(Entries shown Opens)
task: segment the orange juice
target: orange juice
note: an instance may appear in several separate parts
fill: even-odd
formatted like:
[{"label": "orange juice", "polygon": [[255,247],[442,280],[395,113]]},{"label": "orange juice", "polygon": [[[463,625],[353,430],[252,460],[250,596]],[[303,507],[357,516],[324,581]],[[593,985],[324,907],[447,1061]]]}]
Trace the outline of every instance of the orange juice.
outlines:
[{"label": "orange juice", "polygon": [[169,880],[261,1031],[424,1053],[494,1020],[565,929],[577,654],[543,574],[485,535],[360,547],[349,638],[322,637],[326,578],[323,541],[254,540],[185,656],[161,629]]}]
(Entries shown Closes)
◆ Assigned task:
Beginning with the line that holds "Trace the outline" and ending with the last line of the data, copy each line exactly and add nothing.

◆ Response to the task:
Trace the outline of every instance of the orange juice.
outlines:
[{"label": "orange juice", "polygon": [[169,880],[261,1031],[424,1053],[494,1020],[565,929],[577,654],[543,574],[485,535],[360,547],[349,638],[322,637],[326,578],[323,541],[254,540],[185,656],[161,629]]}]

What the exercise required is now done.